### What the exercise asks
Word for word, transcribe the lines from the one containing "box: [994, 701, 1018, 741]" through the end of the entries, both included, and nothing else.
(Source data Opens)
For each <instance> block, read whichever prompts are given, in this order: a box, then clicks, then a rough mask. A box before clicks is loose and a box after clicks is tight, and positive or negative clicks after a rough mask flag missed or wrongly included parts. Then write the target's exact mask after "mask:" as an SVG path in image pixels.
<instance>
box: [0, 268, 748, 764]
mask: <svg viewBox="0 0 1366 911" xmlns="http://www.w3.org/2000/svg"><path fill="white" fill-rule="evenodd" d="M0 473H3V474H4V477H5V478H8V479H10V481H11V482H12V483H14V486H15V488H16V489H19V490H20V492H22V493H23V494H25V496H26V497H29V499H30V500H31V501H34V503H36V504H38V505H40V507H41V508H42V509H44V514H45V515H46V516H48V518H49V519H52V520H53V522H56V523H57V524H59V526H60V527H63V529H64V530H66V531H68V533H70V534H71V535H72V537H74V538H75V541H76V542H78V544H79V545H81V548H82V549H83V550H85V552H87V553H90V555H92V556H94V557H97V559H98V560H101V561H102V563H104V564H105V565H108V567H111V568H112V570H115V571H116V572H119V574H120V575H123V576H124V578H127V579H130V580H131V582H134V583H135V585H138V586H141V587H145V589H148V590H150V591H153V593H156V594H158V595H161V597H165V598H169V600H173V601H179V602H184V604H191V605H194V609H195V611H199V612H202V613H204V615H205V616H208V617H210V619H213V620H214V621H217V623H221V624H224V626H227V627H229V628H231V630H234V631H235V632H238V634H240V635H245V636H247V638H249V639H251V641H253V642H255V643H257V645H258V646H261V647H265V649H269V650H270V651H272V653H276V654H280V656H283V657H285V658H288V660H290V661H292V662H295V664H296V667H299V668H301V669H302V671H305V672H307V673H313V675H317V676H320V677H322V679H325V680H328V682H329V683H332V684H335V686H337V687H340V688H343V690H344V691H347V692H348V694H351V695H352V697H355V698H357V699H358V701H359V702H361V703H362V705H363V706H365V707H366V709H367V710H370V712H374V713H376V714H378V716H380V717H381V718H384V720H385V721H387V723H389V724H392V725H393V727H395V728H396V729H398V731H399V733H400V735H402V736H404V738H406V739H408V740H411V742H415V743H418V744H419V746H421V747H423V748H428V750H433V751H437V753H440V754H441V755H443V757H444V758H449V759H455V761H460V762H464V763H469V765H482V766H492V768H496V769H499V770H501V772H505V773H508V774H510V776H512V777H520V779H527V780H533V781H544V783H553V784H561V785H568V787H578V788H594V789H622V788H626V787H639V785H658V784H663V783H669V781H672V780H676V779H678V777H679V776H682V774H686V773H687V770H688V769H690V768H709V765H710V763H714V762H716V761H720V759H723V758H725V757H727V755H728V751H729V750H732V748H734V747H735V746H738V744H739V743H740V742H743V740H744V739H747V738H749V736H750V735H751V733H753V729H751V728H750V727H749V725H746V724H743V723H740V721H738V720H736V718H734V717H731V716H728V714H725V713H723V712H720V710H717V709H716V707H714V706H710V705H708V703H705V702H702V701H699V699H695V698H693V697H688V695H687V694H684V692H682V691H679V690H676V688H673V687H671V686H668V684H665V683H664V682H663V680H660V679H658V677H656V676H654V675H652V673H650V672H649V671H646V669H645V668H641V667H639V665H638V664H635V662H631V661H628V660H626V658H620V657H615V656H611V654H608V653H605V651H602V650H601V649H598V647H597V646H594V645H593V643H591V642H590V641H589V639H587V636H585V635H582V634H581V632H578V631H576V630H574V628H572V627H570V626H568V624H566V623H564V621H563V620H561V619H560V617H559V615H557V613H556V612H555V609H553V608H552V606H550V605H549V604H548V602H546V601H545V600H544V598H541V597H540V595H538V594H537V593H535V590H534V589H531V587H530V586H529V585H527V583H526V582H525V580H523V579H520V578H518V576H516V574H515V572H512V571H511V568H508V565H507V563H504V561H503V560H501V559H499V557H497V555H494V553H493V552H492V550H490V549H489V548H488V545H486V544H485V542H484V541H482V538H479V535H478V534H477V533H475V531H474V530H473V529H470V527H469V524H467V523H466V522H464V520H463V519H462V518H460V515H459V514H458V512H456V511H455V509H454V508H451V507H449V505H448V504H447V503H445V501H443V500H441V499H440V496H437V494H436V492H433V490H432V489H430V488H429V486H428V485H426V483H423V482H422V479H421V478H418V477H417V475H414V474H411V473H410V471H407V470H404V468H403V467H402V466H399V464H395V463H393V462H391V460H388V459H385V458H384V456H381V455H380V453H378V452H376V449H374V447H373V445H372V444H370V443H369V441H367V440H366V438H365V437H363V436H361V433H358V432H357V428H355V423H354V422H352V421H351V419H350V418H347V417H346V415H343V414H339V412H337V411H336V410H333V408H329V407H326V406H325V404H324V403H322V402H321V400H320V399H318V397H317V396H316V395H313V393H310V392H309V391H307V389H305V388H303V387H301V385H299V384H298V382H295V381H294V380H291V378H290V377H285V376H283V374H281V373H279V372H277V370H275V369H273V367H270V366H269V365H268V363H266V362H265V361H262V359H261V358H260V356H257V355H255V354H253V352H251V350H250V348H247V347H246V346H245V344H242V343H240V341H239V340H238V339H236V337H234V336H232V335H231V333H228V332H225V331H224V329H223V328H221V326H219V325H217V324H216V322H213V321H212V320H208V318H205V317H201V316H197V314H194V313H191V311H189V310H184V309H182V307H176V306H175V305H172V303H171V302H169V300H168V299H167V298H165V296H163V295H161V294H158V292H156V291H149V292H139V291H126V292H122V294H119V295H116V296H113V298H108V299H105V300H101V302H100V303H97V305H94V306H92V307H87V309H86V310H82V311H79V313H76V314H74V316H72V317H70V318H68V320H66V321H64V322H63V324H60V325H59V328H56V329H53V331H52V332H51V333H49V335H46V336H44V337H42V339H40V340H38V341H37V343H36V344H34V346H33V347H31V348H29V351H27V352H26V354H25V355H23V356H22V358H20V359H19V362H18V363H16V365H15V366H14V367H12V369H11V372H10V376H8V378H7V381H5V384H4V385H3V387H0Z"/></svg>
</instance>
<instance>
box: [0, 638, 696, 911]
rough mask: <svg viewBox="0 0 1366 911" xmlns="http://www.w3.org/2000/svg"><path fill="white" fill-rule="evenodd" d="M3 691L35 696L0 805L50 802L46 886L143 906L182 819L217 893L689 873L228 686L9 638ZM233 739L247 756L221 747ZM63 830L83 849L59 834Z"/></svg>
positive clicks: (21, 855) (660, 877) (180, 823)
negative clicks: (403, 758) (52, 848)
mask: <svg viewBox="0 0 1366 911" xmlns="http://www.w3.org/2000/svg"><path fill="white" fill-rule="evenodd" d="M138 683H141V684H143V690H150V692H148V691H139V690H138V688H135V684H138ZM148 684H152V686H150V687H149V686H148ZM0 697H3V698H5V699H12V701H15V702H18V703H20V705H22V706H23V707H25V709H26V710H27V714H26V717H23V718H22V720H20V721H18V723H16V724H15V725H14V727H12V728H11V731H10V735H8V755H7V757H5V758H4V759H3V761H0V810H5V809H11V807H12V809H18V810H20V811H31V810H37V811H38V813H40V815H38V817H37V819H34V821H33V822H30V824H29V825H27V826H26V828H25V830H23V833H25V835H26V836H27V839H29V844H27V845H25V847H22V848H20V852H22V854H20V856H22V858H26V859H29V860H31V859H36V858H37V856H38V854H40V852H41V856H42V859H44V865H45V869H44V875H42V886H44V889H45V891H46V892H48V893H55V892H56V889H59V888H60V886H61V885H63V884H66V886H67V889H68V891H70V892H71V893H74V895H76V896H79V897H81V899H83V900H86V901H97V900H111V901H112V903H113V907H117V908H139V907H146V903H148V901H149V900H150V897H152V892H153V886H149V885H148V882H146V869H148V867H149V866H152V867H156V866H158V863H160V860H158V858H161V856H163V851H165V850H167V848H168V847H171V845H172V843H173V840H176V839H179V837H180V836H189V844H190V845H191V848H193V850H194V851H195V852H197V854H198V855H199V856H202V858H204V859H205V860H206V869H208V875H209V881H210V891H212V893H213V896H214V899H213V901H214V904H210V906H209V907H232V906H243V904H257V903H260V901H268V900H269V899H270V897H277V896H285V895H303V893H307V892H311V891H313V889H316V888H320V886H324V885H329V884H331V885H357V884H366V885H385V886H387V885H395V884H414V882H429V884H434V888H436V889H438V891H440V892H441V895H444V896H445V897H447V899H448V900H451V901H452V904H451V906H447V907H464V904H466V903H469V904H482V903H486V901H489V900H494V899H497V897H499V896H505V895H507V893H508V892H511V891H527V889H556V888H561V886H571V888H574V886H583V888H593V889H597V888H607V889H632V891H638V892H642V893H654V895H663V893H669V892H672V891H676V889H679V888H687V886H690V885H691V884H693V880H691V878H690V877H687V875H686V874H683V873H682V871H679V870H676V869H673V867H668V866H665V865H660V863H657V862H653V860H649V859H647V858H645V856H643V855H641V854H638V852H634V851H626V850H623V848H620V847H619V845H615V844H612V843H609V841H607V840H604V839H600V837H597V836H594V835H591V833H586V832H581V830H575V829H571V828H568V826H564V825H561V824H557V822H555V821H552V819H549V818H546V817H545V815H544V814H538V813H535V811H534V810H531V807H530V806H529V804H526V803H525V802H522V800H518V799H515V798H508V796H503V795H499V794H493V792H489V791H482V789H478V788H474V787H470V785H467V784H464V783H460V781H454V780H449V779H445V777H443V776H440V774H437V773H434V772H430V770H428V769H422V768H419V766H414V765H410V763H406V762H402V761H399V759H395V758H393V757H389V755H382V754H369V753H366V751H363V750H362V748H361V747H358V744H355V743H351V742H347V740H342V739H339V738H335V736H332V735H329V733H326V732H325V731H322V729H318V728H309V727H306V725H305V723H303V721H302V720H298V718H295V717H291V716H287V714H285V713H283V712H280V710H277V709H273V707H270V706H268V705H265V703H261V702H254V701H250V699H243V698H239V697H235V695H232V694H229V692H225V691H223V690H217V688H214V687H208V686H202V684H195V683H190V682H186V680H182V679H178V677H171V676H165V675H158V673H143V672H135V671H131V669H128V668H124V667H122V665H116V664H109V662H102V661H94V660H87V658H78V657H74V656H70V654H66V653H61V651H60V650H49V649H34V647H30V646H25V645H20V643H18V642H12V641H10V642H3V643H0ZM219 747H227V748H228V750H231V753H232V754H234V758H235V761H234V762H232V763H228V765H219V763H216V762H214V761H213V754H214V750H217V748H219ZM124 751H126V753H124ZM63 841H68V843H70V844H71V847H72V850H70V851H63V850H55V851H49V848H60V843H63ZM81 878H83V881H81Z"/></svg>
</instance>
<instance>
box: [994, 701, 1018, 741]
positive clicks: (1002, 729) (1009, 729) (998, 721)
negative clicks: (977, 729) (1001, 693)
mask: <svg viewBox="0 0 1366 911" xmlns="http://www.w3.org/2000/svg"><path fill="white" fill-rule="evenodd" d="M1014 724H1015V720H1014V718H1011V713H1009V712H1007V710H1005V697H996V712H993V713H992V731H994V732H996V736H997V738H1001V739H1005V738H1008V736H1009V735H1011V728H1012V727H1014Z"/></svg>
(Source data Closes)
### Expected answer
box: [994, 701, 1018, 741]
positive clicks: (1002, 729) (1009, 729) (998, 721)
negative clicks: (977, 729) (1001, 693)
mask: <svg viewBox="0 0 1366 911" xmlns="http://www.w3.org/2000/svg"><path fill="white" fill-rule="evenodd" d="M1014 724H1015V720H1014V718H1011V713H1009V712H1007V710H1005V697H996V712H993V713H992V731H994V732H996V736H997V738H1001V739H1005V738H1008V736H1009V735H1011V728H1012V727H1014Z"/></svg>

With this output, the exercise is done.